• INSTRUCTION
Count the lines in the items below that contain the string "dress", with case treated as significant, and report only that number.
+===+
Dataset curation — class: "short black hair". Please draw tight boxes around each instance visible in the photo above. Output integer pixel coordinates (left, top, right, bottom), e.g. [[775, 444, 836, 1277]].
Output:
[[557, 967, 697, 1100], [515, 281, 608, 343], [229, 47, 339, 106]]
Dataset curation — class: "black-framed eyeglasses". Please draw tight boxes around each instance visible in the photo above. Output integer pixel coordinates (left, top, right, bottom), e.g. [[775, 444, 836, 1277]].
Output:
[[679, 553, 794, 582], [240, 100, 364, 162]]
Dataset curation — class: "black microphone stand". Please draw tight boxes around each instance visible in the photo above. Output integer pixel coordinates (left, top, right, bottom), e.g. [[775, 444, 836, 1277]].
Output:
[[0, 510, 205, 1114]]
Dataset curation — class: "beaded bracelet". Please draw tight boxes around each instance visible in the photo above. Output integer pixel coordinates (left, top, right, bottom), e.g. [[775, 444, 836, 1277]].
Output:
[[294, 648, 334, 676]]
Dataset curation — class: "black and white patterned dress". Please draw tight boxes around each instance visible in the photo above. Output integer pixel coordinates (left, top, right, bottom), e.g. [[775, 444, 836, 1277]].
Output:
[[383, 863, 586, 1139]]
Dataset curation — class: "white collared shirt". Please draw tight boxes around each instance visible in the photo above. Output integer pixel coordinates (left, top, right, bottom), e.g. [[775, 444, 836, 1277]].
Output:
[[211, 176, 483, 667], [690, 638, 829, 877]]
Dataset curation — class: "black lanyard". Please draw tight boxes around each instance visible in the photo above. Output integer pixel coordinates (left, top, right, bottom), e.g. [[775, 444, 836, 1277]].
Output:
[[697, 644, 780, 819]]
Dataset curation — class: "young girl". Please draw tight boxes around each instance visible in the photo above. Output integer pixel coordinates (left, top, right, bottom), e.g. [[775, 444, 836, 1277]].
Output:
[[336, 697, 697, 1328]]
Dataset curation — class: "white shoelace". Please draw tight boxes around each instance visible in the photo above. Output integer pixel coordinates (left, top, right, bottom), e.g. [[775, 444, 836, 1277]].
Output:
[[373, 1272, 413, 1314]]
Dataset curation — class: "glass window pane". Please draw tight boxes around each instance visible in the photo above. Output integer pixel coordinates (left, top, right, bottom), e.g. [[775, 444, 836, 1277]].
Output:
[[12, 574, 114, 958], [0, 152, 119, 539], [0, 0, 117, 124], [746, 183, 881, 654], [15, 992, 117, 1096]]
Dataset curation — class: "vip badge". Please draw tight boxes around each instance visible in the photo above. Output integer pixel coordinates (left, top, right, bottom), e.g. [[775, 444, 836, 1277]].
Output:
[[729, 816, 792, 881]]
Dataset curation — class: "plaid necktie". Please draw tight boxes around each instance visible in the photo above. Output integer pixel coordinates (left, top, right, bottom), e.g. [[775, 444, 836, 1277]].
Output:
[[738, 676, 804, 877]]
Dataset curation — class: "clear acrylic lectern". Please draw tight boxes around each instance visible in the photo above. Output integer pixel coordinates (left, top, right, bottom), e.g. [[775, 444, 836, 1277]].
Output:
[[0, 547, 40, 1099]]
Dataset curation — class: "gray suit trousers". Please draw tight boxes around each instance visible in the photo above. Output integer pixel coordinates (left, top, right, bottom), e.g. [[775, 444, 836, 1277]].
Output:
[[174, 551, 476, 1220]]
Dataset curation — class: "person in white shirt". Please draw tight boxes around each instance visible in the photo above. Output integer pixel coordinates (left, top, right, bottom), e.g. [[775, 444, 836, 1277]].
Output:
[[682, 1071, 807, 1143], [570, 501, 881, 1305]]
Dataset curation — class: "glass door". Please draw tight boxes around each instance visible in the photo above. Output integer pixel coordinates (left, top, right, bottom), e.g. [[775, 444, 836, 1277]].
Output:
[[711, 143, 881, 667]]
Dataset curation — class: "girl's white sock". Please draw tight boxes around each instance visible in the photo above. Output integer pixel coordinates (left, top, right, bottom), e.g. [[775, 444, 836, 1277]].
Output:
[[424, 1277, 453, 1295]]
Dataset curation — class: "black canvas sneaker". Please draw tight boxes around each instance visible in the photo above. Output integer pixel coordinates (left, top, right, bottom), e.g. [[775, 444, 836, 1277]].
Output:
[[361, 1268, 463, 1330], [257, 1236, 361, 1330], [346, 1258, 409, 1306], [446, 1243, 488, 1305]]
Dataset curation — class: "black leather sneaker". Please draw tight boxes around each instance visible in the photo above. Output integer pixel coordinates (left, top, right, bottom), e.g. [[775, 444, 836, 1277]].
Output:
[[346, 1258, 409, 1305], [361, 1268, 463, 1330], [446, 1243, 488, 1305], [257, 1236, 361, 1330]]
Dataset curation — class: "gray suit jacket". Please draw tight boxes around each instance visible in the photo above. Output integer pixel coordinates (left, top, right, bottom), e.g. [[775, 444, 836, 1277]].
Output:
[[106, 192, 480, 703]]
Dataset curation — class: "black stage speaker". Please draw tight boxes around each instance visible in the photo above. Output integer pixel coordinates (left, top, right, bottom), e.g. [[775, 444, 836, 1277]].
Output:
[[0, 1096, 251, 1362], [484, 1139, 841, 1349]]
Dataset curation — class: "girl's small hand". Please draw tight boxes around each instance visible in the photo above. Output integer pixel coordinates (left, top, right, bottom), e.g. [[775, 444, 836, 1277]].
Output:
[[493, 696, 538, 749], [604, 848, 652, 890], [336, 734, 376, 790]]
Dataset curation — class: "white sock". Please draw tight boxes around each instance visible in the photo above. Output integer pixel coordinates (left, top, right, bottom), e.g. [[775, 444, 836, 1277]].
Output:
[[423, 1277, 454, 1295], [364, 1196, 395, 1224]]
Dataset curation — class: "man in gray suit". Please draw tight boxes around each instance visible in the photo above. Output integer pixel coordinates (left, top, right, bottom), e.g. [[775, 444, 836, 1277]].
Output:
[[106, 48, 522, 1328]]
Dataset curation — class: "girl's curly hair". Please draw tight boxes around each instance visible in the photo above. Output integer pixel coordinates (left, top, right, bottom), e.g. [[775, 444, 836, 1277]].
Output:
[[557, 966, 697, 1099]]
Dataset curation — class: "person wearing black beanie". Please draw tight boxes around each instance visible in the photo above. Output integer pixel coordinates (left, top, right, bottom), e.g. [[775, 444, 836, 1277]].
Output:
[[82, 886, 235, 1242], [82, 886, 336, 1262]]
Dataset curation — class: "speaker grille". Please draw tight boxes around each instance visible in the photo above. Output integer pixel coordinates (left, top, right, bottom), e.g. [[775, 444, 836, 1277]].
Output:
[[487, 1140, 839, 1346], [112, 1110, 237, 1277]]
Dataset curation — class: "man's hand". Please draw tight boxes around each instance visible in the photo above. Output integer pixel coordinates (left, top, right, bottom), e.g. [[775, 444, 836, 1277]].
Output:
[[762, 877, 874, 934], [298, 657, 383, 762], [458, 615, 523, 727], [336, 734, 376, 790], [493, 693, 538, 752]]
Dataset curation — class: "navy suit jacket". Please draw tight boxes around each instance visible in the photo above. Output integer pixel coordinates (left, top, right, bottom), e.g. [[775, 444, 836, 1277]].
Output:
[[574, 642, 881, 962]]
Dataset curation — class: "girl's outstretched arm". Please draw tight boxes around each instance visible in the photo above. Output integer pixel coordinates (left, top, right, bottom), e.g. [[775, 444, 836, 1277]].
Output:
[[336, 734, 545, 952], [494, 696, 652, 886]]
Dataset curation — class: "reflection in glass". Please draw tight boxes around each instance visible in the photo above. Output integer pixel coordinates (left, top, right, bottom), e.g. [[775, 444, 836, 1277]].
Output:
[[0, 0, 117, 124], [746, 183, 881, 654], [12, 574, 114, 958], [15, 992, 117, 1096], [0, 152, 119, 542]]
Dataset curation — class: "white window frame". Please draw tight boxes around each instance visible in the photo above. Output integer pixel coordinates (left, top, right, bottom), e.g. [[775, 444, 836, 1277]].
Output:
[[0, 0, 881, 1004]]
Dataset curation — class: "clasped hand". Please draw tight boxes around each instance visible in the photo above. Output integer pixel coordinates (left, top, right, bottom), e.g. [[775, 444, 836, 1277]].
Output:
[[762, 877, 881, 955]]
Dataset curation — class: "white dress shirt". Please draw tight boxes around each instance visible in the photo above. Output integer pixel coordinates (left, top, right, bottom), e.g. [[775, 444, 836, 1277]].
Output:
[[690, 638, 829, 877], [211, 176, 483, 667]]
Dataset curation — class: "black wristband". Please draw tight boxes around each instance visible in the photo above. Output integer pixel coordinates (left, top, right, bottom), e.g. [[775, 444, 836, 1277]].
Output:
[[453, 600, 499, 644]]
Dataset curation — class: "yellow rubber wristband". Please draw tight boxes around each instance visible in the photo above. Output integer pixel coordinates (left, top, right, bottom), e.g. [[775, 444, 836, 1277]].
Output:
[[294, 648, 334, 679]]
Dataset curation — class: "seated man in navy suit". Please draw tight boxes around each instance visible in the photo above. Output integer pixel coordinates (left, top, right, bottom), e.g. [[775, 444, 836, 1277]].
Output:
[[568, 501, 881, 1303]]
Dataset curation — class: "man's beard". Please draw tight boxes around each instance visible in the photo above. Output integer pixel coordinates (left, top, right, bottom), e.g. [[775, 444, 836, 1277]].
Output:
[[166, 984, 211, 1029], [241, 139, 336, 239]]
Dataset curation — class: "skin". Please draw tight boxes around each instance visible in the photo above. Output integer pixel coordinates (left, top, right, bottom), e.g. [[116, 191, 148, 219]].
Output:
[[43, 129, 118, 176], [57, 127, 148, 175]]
+===+
• EXPECTED ANSWER
2